▸ YANG DIHARAPKAN
Kutiplah persis bagian teks tentang perjalanan mudik di bawah, yaitu bagian yang dibuka dengan kata-kata yang memuat "Berangkat mudik sebenarnya" dan ditutup dengan "lagi setelah shubuh.".

▸ KUTIPAN DOKUMEN
● ● ●
Perjalanan Mudik

Posted by Aryo Sanjaya, 23 Oct 2006

Berangkat mudik sebenarnya direncanakan jam 7 pagi. Tapi saat kita sedang makan sahur bersama, si Wamir nyeletuk "gimana kalo berangkatnya setelah sahur saja?". Ya, ide bagus. Selain karena jalanan yang masih sepi, juga akan menghemat waktu, dibandingkan jika harus tidur lagi setelah shubuh.

Aku berbenah dengan cepat, masukkan 2 baju + 4 kaos + 2 celana + laptop + etc ke tas ransel, dan setelah shubuh, kita bertiga mulai berangkat. Aku dibonceng si Wamir pakai motorku, dan Yuyun naik motornya sendiri. Sekitar jam 4 lebih seperempat kita sudah keluar perumahan Joyogrand.

Jalanan yang lengang memang melancarkan perjalanan, tapi kewaspadaan justru harus lebih meningkat. Terbukti, setelah melewati terminal Landungsari, memasuki daerah Pendem, ada sepeda motor yang tiba-tiba keluar dari sebuah gang, beberapa meter di depan kita, dan langsung nyebrang jalan. Kita yang sedang melaju kencang, tentu saja kelabakan dengan kejutan itu. Terutama si Yuyun yang ada di posisi depan, nyaris saja. Untung dia lahir di sepeda motor, jadi bisa menguasai laju motornya, dan bisa melewati si orang ngawur itu.
● ● ●
▸ DAFTAR BUTIR

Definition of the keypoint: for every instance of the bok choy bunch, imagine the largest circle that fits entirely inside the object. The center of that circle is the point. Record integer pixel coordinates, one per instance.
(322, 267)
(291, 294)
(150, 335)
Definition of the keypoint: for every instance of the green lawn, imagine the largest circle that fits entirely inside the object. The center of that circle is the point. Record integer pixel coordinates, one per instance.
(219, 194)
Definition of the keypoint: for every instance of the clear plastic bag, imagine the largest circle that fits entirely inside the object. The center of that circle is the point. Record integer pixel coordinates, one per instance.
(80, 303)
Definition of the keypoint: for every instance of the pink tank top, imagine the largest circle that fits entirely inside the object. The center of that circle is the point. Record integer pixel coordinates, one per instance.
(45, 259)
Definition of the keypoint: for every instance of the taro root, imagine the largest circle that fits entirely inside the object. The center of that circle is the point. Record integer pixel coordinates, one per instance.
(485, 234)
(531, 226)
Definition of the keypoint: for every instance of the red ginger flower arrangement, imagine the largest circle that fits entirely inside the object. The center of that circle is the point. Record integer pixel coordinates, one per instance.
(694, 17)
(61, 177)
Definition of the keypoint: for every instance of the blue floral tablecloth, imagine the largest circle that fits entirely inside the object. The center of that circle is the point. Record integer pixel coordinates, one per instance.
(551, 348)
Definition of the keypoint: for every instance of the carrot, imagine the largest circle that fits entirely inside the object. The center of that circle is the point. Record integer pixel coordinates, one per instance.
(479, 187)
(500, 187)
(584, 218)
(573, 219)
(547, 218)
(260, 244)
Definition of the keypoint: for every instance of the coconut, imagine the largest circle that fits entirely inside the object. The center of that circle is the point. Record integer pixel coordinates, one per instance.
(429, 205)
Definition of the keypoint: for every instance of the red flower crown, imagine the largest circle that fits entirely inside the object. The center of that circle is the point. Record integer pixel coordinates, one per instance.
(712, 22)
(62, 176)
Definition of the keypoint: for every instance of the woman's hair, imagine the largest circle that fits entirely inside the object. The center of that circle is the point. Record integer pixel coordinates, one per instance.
● ● ●
▸ JAWABAN LATIHAN
Berangkat mudik sebenarnya direncanakan jam 7 pagi. Tapi saat kita sedang makan sahur bersama, si Wamir nyeletuk "gimana kalo berangkatnya setelah sahur saja?". Ya, ide bagus. Selain karena jalanan yang masih sepi, juga akan menghemat waktu, dibandingkan jika harus tidur lagi setelah shubuh.